### Travail à faire
**a.** Indiquez si chacun des énoncés suivants concorde avec la source, en répondant par oui ou par non et en citant les mots de la source qui le décident : (i) un enfant de 2 ans prononce facilement « boucle d’oreille » ; (ii) les ingrédients de la compétence ont été décrits par Schwartz ; (iii) un collègue portait au petit-déjeuner un T-shirt d’une équipe de foot.
**b.** Mettez à jour le passage de la source qui va de « Le café soluble » jusqu’à « question reste ouverte. » inclus, en y remplaçant « machine à café » par « fontaine à eau ».

### Source
● ● ●

Ces impensés ou ces mal-pensés

Ces petits riens du quotidien qui facilitent le travail

L’éduc compétent·e dispose d’un bagage, solide ou non, fait de savoirs théoriques, de savoirs pratiques, de savoirs relationnels, de techniques rôdées et de mise en relation entre tous ces critères. Certes, elle ou il est le plus souvent bardé·e de certitudes, de valeurs, de représentations, voire même, quelques fois, de diplômes. Ces ingrédients de la compétence ont été très bien décrits par Schwartz[1] et repris à la sauce « petite enfance » dans un article[2] plus ancien de la Revue.

Je m’attacherai ici à rendre visible une autre facette du métier. Ces petits riens qui se construisent au fil du temps, qui se peaufinent, qui font des petits et qui deviennent de vraies ficelles du métier.

Comme tout ce qui concerne la formation et les savoirs de la profession, ce ne sont pas des kits prêts-à-penser que l’on peut resservir vite, vite, vite à la va-vite. Il faut y croire, il faut y mettre du sien, il faut les agrémenter de poivre et de sel, c’est-à-dire d’humour, d’espièglerie ou de profondeur, de théâtralité, d’intelligence, de vie quoi ! Quand on les découvre par hasard, il s’agit alors de les améliorer, de leur trouver une vraie existence en les nommant, les argumentant, les remobilisant.

Les colifichets de travail

L’habitude de mettre des colliers, des bracelets, des boucles d’oreilles, au-delà de mes goûts et de mes couleurs, est devenue une indispensable compagne de travail. Ces babioles qui peuvent être regardées et touchées (important) suscitent toujours l’intérêt des enfants de tous les âges. Elles sont parlées : « C’est des bonbons ? », elles sont des repères : « A la séparation, le même enfant reproduisait toujours le même geste avec mon bracelet et cela lui permettait de se poser », elles élargissent le vocabulaire, font travailler la prononciation : boucle d’oreille n’est pas facile à prononcer à 2 ans, et s’amuser ensemble autour de l’appellation des couleurs n’est pas superflu. Spécifier la différence entre collier et bracelet peut prendre du sens. Ces bijoux fantaisie m’ont sauvé la mise à plusieurs reprises. Un objet médiateur qui n’est pas tout à fait moi, mais qui est à mon image, facile d’approche, ludique, qui aide quand l’horizon éducatif est incertain : séparations, moments de transition, attentes à l’arrêt de bus ou pendant le trajet, etc. La version plus masculine de ces gadgets m’est apparue l’autre jour au petit-déjeuner, notre collègue arborait un énième T-shirt d’une équipe de foot et les commentaires des enfants allaient bon train. Un T-shirt médiateur de parole, de regard et captivateur.

Recycler – Collectif CrrC
Petites angoisses – Collectif CrrC

Le café soluble et les capsules

Les professionnel·le·s ont droit à des pauses. Les éducs les prennent quand la dynamique le permet, mais aussi quand ils ou elles en ont besoin parce que l’ambiance chauffe. La machine à café, lieu de rendez-vous des adultes et lieu de régulation informelle, est aussi régulièrement utilisée à d’autres fins que le café-pause proprement dit. Pourrait-on parler de catachrèse ? Détourner la machine à café, la cérémonie du café pour résoudre une difficulté pédagogique momentanée ? Ou devrait-on parler de manipulation en détournant l’attention d’un enfant vers autre chose ? tuyau pour se déprendre, se détendre…

La question reste ouverte.

● ● ●

### Informations fournies
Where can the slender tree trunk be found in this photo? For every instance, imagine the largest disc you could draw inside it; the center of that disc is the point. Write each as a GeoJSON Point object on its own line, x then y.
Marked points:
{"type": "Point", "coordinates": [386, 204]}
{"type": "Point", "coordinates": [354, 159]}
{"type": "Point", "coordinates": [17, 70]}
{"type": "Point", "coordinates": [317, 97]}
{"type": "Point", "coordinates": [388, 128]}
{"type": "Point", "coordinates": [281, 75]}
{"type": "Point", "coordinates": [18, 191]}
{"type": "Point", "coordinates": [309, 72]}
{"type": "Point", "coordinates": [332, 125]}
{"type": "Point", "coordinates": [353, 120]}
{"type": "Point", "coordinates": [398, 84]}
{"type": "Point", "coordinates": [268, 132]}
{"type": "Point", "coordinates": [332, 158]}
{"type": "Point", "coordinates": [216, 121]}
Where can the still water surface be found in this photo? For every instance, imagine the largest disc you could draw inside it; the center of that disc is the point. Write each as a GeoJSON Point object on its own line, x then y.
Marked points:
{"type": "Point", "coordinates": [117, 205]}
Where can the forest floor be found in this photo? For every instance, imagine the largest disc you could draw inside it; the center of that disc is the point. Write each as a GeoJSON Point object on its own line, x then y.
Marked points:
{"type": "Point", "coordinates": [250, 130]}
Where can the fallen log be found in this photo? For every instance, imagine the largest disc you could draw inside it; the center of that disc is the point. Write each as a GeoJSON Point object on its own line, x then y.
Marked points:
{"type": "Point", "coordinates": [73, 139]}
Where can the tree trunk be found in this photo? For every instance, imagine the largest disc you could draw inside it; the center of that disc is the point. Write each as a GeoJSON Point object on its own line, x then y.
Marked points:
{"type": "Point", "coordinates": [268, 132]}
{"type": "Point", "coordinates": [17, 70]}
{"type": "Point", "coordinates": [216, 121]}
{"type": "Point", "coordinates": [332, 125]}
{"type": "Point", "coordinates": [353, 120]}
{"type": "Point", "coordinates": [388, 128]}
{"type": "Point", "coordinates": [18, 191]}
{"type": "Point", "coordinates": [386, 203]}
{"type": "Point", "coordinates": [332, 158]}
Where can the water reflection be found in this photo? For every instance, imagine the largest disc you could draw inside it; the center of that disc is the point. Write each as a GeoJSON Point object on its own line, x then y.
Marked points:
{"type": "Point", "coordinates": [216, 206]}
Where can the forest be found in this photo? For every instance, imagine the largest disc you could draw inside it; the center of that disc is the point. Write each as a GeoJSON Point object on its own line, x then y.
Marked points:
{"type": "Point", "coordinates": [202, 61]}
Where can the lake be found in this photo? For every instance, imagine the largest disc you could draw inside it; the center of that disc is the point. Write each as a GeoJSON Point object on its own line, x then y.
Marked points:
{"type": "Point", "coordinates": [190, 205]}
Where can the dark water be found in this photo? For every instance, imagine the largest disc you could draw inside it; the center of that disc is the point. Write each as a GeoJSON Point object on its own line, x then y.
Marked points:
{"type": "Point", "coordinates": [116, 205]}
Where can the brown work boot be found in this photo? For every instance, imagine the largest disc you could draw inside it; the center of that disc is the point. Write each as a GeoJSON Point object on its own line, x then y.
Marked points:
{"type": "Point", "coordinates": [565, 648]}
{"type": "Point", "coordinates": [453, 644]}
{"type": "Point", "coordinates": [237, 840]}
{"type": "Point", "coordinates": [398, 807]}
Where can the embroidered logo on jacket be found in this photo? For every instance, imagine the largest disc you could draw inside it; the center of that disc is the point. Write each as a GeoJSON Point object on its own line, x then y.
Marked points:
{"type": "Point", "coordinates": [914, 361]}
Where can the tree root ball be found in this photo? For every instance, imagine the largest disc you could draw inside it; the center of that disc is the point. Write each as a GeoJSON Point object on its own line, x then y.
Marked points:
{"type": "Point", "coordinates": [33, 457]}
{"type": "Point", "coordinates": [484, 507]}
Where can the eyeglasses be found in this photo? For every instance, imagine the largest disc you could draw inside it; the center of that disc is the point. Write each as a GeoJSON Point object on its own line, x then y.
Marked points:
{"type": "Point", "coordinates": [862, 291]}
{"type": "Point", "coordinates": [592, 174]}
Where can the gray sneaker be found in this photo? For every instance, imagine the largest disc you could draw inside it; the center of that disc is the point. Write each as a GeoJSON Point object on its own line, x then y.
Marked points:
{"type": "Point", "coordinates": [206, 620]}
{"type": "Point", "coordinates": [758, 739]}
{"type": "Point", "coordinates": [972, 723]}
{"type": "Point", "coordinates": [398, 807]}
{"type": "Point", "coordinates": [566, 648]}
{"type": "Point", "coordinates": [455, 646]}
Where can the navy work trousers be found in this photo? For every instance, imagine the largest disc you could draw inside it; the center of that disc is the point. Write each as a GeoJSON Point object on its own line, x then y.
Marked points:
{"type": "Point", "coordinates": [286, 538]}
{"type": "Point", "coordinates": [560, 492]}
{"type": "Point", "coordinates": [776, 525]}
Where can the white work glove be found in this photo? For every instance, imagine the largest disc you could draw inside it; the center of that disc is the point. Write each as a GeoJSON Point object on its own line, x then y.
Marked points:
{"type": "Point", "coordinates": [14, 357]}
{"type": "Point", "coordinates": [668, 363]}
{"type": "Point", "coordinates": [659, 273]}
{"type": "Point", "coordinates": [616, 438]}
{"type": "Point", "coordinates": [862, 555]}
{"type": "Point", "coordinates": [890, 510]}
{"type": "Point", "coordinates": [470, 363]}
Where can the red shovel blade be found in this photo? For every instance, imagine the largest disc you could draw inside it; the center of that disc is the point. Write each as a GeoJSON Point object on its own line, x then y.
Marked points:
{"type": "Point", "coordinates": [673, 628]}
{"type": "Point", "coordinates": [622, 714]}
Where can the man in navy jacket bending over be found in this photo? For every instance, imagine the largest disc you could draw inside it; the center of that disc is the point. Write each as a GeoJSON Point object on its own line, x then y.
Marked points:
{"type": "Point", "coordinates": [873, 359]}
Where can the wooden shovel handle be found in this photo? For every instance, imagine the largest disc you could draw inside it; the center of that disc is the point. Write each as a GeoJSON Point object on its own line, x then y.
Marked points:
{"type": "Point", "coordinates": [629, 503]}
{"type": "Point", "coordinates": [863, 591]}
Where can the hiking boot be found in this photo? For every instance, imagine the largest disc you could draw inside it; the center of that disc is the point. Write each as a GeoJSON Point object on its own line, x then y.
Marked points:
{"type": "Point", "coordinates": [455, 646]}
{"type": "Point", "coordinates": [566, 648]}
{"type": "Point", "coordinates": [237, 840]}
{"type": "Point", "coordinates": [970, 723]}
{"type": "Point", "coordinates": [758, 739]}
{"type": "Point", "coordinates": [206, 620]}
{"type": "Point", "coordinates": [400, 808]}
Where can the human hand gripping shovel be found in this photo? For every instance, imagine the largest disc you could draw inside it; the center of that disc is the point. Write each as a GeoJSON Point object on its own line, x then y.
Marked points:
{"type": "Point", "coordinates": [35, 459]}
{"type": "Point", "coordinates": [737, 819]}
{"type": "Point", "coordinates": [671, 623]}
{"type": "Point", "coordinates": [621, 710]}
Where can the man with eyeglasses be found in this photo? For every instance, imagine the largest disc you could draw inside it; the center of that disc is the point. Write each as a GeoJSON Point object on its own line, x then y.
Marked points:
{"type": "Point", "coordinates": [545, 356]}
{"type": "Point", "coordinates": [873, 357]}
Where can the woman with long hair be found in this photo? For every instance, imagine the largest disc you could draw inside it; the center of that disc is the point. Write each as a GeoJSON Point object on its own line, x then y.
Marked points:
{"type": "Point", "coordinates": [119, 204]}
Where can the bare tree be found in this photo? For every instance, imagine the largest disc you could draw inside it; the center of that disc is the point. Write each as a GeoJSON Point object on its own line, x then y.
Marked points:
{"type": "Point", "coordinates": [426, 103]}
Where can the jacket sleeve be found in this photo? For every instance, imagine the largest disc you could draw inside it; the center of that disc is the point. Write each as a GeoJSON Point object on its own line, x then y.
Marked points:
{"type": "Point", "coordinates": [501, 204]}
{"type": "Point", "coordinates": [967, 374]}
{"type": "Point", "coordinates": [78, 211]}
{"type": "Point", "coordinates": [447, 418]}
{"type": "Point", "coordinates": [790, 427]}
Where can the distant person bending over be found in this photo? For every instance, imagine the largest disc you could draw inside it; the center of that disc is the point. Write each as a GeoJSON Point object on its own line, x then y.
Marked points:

● ● ●

### Réponses attendues
**a.**
(i) Non : « boucle d’oreille n’est pas facile à prononcer à 2 ans »
(ii) Oui : « Ces ingrédients de la compétence ont été très bien décrits par Schwartz »
(iii) Oui : « notre collègue arborait un énième T-shirt d’une équipe de foot »

**b.**
Le café soluble et les capsules

Les professionnel·le·s ont droit à des pauses. Les éducs les prennent quand la dynamique le permet, mais aussi quand ils ou elles en ont besoin parce que l’ambiance chauffe. La fontaine à eau, lieu de rendez-vous des adultes et lieu de régulation informelle, est aussi régulièrement utilisée à d’autres fins que le café-pause proprement dit. Pourrait-on parler de catachrèse ? Détourner la fontaine à eau, la cérémonie du café pour résoudre une difficulté pédagogique momentanée ? Ou devrait-on parler de manipulation en détournant l’attention d’un enfant vers autre chose ? tuyau pour se déprendre, se détendre…

La question reste ouverte.